------ THE DATA ------

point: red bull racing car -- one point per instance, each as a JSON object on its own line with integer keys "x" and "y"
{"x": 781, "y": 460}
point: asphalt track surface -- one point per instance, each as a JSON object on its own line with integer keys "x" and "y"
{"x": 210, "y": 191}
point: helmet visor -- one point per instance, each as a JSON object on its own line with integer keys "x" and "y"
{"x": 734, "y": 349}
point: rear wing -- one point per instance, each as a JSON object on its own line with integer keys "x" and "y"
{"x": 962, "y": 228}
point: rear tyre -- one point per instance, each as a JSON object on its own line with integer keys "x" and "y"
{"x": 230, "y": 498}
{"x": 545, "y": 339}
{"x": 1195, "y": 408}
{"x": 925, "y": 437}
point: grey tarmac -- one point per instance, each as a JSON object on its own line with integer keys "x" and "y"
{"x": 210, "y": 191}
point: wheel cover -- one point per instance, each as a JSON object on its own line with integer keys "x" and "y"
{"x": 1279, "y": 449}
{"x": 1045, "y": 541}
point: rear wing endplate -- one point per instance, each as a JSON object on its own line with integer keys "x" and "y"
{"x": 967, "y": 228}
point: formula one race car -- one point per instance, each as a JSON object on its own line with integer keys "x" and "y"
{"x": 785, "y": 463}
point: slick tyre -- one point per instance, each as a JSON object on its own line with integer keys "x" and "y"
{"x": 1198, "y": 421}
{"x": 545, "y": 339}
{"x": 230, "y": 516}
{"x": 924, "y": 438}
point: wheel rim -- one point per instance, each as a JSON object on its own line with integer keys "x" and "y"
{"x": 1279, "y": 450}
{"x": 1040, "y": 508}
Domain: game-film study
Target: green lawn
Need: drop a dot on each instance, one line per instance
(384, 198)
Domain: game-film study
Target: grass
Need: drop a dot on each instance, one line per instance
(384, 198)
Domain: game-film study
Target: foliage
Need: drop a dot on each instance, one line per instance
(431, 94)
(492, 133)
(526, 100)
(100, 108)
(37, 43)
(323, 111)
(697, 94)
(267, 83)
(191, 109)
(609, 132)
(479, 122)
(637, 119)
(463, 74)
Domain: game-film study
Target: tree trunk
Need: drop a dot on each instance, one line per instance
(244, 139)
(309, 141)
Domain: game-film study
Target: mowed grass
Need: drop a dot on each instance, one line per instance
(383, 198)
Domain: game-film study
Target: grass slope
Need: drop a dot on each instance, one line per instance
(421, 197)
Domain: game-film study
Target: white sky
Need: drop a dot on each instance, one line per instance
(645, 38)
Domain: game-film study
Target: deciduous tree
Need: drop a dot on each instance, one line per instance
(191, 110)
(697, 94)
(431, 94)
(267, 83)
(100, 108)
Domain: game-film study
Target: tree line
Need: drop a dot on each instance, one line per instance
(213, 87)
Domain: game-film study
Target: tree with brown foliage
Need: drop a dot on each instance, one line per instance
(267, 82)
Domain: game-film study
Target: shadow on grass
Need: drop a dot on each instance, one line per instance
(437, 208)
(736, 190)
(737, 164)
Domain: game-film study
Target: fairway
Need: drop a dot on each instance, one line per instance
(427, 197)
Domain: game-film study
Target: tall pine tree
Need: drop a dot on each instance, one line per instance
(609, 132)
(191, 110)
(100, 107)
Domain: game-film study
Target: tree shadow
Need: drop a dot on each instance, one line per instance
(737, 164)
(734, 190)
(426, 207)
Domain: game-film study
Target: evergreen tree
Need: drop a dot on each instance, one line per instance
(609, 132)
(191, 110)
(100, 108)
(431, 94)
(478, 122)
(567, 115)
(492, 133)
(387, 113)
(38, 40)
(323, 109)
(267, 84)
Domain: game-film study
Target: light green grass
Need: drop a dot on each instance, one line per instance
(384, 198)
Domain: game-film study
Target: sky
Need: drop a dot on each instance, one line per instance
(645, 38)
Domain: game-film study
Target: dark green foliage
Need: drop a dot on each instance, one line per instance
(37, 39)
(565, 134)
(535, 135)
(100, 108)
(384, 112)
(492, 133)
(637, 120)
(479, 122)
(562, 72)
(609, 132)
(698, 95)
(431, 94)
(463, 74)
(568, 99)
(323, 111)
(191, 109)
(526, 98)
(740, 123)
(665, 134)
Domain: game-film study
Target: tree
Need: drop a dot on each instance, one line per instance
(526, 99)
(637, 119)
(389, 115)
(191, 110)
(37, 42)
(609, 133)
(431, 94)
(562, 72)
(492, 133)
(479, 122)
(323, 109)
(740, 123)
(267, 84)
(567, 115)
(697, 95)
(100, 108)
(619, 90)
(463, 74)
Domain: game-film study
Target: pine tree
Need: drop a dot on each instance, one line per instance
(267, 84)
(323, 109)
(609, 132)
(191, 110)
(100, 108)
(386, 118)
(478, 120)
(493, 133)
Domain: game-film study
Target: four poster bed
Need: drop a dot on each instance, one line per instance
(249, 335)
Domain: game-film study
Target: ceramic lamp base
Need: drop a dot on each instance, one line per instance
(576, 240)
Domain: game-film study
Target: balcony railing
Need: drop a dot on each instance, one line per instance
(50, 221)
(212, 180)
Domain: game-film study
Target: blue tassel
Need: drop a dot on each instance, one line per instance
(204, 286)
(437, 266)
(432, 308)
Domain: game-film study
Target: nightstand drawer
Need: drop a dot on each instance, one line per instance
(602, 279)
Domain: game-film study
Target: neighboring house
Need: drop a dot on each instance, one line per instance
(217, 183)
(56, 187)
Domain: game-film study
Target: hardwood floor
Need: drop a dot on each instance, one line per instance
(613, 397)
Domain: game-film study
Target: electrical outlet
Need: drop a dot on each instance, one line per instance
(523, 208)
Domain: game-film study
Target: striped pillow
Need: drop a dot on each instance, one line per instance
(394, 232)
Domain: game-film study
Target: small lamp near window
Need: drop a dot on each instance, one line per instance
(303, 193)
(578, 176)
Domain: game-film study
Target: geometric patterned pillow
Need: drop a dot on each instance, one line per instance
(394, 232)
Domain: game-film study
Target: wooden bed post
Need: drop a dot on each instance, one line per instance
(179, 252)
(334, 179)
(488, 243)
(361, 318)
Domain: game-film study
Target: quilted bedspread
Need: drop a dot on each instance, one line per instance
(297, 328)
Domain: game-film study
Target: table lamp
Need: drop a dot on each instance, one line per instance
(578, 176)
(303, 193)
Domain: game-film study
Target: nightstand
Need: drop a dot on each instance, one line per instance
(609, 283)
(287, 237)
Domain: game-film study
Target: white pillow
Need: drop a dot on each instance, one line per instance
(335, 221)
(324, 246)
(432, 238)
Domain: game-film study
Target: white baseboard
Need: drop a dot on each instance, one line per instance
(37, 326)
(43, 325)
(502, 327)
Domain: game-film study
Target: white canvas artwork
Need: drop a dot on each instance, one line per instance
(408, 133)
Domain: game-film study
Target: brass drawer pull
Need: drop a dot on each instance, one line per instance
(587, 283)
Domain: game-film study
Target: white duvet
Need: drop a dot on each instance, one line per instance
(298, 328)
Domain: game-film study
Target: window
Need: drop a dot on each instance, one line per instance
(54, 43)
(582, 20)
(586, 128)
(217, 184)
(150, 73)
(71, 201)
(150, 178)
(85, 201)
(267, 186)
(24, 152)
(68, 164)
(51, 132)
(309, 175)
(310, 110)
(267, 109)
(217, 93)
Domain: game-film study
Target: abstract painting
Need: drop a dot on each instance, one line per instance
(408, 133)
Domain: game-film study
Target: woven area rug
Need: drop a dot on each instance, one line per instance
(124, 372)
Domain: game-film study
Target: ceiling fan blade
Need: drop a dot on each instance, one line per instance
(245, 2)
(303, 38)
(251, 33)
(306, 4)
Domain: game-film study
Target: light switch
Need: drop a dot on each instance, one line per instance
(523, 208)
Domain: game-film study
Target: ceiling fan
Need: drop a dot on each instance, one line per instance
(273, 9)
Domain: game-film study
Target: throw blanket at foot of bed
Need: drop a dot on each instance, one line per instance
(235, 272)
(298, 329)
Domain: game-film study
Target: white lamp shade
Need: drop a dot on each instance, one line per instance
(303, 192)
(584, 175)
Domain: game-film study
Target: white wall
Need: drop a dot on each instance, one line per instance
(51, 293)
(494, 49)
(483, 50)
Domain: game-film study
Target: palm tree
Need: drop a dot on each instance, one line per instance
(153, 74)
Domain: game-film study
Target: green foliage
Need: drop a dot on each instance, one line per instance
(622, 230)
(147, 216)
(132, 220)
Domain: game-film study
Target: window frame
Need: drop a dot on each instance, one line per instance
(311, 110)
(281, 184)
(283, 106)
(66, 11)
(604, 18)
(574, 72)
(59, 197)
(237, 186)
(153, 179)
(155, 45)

------

Which lines in the listing above hold the word "window"? Show each of them.

Target: small lamp near window
Target: window
Target: window frame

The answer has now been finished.